▸ Prompt
Please repeat, word for word, the entries from the line containing "For every instance of the front" up to and including the line containing "Target: front wheel".

»»

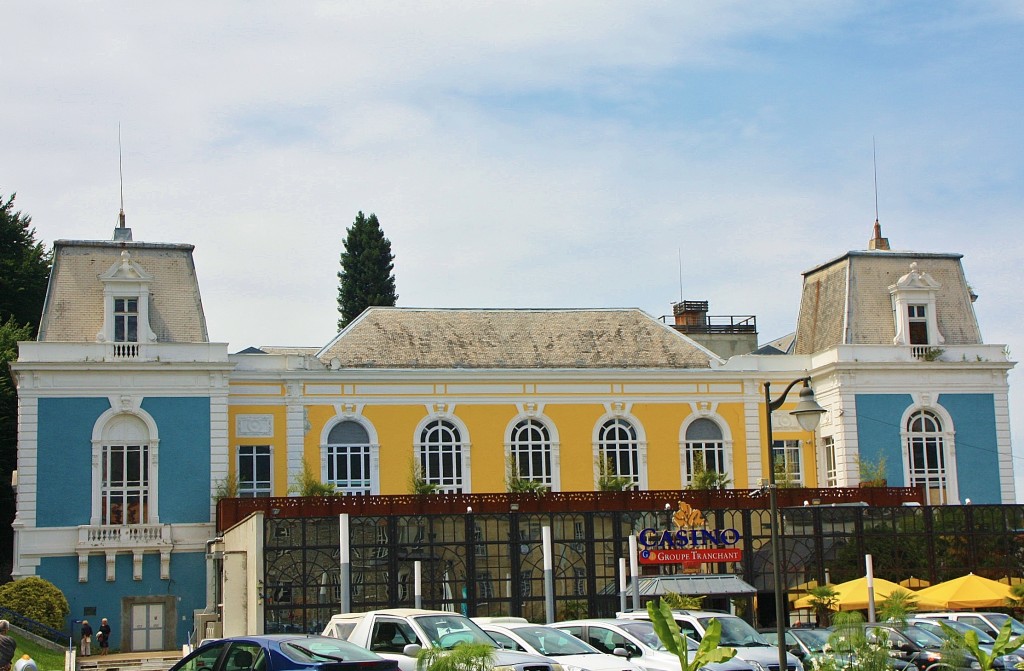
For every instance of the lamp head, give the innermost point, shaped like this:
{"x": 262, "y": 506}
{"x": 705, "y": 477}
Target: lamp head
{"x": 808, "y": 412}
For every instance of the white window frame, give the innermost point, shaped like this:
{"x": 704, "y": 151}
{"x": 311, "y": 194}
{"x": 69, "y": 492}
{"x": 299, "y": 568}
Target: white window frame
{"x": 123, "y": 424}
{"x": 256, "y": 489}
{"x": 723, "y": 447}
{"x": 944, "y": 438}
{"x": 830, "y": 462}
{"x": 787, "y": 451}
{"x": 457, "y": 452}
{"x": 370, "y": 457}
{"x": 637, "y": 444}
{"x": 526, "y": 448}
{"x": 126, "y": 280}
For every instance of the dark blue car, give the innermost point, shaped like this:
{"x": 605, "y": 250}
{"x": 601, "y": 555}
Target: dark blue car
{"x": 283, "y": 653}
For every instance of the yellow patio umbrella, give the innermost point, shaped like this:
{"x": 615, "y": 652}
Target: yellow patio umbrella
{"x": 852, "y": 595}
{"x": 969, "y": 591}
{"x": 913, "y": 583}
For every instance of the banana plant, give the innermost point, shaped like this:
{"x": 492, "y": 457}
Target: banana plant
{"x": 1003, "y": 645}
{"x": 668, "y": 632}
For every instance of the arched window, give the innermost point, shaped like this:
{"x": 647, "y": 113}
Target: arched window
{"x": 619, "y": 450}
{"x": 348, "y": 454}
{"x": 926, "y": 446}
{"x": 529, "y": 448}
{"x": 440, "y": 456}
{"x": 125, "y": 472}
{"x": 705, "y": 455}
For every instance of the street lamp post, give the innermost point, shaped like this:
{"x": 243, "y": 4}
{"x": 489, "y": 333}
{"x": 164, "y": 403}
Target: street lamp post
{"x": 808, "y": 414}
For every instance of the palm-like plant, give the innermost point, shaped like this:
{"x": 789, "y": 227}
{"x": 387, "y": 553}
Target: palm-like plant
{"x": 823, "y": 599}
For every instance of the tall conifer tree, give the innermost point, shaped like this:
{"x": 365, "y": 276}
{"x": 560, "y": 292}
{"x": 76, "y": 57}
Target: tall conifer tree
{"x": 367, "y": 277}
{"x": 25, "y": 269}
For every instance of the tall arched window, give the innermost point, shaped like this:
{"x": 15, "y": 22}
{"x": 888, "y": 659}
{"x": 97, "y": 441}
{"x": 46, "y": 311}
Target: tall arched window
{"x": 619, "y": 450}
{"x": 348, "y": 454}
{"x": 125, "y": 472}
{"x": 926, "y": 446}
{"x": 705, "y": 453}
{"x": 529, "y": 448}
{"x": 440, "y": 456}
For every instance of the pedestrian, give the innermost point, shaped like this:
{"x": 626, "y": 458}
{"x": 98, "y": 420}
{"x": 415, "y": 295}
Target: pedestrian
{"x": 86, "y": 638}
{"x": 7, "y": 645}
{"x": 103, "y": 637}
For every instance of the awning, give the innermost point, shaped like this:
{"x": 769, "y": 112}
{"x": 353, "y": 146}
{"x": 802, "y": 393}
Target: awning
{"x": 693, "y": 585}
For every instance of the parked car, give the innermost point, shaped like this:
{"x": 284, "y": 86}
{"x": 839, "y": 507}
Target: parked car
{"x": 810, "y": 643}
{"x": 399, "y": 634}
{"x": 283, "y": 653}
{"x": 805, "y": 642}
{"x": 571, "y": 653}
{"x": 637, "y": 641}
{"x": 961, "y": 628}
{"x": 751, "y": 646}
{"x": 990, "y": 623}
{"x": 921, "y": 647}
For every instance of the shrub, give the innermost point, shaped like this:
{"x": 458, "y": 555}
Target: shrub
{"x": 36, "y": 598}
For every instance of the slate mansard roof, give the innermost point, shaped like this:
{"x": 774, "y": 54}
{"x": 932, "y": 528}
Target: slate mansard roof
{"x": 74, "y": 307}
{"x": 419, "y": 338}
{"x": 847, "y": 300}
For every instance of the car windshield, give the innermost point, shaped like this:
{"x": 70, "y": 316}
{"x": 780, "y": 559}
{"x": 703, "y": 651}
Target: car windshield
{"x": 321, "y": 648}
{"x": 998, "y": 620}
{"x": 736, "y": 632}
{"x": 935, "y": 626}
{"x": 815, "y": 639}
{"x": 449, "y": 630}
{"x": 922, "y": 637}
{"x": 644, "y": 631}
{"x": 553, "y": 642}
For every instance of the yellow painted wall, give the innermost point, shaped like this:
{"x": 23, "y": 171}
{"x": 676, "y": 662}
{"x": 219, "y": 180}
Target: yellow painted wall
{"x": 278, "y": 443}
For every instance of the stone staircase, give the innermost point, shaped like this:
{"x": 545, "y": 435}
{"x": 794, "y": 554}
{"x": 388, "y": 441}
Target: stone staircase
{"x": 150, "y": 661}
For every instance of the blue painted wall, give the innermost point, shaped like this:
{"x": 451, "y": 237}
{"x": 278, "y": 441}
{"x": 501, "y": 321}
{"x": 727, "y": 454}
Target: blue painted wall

««
»»

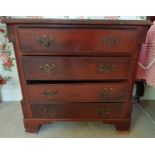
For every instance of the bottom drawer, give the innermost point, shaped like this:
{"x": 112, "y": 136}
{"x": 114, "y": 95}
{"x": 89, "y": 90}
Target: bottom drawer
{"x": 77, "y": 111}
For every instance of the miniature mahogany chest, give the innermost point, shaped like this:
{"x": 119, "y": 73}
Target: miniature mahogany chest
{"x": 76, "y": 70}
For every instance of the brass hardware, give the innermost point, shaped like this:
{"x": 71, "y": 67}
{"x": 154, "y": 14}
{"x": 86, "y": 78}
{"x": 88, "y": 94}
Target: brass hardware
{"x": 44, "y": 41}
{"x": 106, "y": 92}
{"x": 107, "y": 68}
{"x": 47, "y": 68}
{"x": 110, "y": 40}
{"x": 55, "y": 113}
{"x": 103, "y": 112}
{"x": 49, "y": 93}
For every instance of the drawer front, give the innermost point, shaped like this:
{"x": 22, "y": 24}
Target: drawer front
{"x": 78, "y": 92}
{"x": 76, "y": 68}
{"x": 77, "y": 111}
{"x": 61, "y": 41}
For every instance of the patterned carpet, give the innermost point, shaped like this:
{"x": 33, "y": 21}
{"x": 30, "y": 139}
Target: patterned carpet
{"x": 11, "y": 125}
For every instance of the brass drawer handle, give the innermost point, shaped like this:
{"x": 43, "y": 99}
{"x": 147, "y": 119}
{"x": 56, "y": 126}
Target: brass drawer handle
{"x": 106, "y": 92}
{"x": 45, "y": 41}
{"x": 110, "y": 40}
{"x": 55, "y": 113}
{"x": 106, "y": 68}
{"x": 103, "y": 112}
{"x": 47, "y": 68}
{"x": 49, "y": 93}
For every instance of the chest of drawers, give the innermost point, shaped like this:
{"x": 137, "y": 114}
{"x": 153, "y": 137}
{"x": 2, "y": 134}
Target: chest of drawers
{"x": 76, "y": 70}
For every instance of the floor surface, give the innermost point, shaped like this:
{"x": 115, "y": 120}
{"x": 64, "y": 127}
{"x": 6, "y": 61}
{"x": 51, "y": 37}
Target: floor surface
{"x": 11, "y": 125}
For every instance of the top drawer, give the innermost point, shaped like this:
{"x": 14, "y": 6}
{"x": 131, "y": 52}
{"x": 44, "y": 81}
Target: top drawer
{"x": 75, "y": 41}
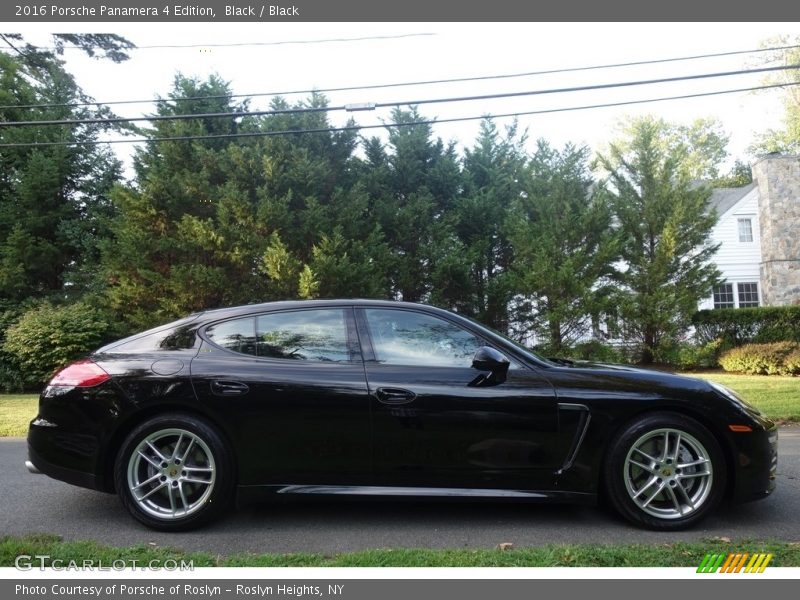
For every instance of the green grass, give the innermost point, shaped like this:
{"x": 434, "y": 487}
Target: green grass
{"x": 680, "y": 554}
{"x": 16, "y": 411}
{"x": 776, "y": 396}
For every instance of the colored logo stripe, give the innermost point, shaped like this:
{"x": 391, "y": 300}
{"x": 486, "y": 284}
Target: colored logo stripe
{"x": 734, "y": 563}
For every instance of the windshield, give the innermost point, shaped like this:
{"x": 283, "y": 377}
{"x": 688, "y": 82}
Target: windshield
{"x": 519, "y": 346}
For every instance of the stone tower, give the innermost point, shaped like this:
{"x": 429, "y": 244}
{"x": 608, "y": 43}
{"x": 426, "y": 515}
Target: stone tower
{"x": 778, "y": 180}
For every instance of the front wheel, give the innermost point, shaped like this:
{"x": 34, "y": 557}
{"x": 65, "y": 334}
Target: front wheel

««
»»

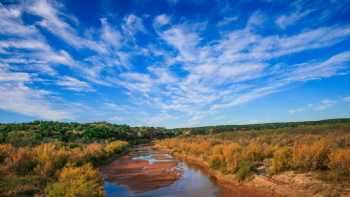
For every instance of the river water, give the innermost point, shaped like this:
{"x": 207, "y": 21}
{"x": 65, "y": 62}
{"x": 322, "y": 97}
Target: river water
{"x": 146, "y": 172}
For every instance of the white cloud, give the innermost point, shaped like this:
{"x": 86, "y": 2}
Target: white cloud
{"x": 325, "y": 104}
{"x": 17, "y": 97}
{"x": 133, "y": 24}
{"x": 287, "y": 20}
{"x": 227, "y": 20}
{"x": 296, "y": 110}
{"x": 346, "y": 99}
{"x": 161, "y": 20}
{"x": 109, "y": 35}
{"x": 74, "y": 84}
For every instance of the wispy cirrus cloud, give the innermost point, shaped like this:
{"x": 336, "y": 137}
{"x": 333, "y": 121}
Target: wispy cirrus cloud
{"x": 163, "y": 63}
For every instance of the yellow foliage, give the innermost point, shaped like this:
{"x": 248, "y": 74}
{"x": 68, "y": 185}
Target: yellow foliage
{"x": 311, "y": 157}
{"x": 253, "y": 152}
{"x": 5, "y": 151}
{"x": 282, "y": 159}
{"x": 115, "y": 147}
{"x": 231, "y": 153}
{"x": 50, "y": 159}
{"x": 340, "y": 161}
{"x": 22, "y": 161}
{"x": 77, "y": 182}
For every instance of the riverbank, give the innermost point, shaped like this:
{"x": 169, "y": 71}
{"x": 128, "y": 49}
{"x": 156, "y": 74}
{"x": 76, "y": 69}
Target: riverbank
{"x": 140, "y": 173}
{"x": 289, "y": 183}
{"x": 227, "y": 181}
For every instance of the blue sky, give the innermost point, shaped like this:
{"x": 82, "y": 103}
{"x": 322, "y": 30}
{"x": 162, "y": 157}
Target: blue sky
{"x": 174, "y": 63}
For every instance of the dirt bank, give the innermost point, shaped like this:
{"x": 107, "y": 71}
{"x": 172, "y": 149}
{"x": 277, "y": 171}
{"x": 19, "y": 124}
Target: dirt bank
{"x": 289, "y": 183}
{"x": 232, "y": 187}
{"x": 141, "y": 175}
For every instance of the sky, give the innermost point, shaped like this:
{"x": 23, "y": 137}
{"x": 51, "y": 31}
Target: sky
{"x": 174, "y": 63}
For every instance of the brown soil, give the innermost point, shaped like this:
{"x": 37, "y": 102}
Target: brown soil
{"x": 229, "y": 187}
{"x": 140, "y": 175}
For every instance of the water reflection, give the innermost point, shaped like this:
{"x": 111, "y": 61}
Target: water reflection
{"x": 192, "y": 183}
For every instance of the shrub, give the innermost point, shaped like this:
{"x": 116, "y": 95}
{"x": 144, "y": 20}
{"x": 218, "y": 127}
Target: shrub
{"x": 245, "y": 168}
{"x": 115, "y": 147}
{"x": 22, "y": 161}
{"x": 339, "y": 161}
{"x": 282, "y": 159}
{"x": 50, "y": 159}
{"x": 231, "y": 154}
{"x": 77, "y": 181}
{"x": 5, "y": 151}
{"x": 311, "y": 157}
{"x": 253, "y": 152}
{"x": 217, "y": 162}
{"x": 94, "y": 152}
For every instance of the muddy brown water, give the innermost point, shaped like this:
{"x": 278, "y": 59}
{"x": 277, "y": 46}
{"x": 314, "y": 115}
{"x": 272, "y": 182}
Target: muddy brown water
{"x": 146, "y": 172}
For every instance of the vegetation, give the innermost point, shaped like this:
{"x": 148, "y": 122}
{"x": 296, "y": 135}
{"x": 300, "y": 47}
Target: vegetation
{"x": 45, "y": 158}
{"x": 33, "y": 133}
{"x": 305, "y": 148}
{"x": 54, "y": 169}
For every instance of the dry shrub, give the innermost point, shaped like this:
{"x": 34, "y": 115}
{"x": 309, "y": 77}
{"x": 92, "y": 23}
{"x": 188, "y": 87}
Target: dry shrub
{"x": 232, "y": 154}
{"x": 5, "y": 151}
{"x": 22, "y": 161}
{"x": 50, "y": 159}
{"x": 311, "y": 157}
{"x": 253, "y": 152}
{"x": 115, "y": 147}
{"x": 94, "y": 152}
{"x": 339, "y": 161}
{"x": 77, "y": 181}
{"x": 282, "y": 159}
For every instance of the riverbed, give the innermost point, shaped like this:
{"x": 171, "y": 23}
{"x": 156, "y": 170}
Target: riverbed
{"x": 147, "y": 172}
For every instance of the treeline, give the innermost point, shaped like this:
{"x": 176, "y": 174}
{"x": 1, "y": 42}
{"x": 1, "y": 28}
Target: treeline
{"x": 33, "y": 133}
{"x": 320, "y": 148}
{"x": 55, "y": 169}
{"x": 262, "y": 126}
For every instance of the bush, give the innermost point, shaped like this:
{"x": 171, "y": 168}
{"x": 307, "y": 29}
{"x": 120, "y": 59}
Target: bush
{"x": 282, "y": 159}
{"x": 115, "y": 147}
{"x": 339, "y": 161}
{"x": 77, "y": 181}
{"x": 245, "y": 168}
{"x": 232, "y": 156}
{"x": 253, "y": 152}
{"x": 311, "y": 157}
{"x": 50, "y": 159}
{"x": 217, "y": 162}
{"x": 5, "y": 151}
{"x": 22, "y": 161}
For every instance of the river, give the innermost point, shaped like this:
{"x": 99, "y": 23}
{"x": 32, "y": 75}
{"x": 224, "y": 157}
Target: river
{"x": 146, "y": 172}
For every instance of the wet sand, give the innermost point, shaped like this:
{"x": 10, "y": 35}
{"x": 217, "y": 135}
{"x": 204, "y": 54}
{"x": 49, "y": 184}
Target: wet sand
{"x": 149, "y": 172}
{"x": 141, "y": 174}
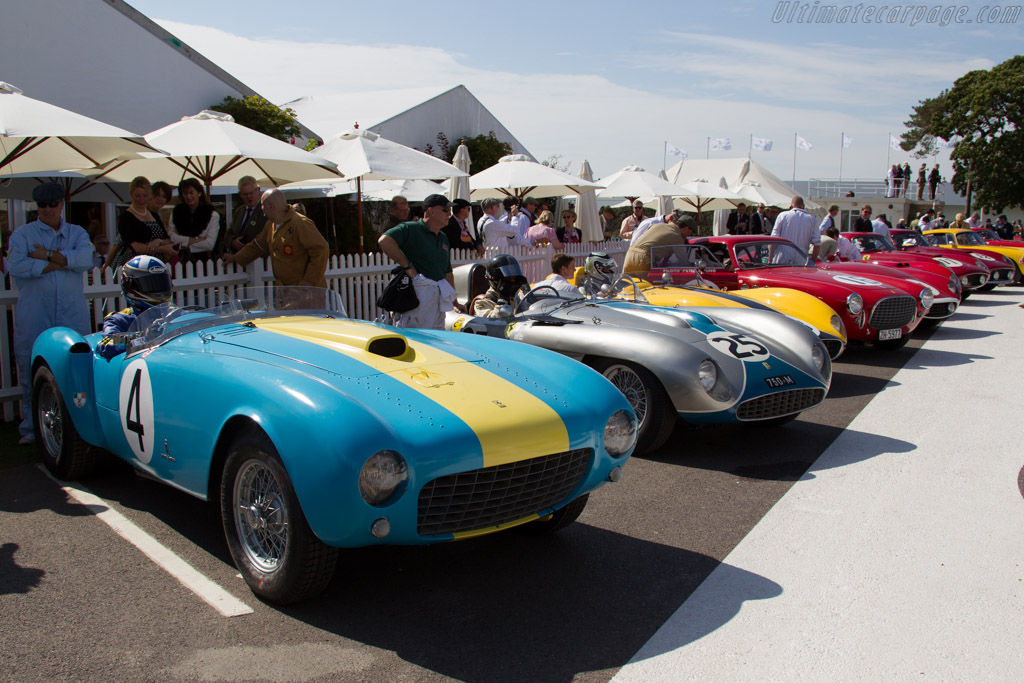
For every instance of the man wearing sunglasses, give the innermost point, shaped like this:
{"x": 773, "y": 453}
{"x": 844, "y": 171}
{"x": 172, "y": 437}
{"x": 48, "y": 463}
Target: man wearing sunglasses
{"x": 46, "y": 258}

««

▸ Solution
For every instance of the front wheel, give the innermost point, shaped like this:
{"x": 34, "y": 557}
{"x": 65, "y": 334}
Target: front wheel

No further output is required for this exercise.